Exercise materials below:

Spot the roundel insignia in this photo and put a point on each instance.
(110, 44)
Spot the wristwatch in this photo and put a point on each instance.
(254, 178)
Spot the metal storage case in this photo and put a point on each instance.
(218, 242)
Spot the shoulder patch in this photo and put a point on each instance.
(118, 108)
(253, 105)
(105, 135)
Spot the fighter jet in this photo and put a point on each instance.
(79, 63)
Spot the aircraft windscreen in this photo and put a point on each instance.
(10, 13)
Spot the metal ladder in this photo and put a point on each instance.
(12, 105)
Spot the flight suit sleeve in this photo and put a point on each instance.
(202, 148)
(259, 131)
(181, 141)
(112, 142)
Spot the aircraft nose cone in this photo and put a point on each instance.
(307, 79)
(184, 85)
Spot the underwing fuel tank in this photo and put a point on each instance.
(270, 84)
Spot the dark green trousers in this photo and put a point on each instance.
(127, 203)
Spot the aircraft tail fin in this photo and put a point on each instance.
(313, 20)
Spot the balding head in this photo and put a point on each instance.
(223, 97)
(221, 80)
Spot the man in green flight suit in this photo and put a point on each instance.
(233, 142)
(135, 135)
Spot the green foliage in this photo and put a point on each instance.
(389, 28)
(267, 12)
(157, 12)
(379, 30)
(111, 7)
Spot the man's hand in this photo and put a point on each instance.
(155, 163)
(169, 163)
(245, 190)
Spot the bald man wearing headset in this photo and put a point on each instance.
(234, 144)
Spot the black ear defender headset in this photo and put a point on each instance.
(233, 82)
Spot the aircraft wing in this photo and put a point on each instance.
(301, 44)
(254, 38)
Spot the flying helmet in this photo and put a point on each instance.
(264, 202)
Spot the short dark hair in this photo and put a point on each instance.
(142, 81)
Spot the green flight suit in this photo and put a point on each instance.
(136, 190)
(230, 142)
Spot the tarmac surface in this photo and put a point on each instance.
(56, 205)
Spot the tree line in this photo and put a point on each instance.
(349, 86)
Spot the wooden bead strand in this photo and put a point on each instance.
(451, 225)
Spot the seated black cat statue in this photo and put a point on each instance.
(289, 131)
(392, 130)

End of Exercise materials.

_Work item_.
Produce a word-for-word restatement of all the records.

_Result_.
Spot the roundel insignia in this photo and put a point on each instance.
(110, 44)
Spot the wristwatch in this photo and put a point on each instance.
(254, 178)
Spot the metal storage case in this photo and put a point on each instance.
(218, 242)
Spot the shoulder patch in this photo and put a point on each instance.
(118, 108)
(253, 105)
(105, 135)
Spot the fighter jet in this photo and put a point on each instance.
(79, 63)
Spot the aircraft windscreen in this photo and put a point on each instance.
(10, 13)
Spot the metal ladder in this photo and put a point on each instance.
(12, 105)
Spot the flight suit sleeve in this photo and put a point on each instance.
(202, 148)
(259, 131)
(181, 141)
(112, 142)
Spot the aircraft nose cone in this photo and put a point on each instance.
(307, 79)
(184, 85)
Spot the underwing fuel tank in this photo and put a point on each instance.
(270, 84)
Spot the dark green trousers in this photo and put a point on each instance.
(127, 203)
Spot the aircraft tail fin in this photo and put a point on each instance.
(313, 20)
Spot the balding head in this photo and put a point on each instance.
(223, 97)
(221, 80)
Spot the man in green flight suit in this photo and put a point on each instance.
(233, 142)
(135, 135)
Spot the green foliage in this photo and put a point on each instance.
(389, 28)
(267, 12)
(157, 12)
(379, 30)
(111, 7)
Spot the man's hand in this photo and put a point on each instance.
(155, 163)
(169, 163)
(245, 190)
Spot the bald man wearing headset in this photo and put a point on each instance.
(234, 144)
Spot the black ear defender headset in this photo and put a point on each instance.
(233, 82)
Spot the aircraft wing in this photo and put a point on each instance.
(301, 44)
(254, 38)
Spot the flying helmet in this photo and put a point on each instance.
(264, 202)
Spot the short dark hair in this photo and put a point on each instance.
(142, 81)
Spot the green flight suit in this photo and put a point on each instance.
(136, 190)
(230, 142)
Spot the tarmac surface in this photo and put a point on each instance.
(56, 205)
Spot the tree line in this photo and put a point on each instance.
(349, 86)
Spot the wooden bead strand in this photo and put a point on each instance.
(451, 225)
Spot the seated black cat statue in this photo and put a point on each instance.
(289, 131)
(392, 130)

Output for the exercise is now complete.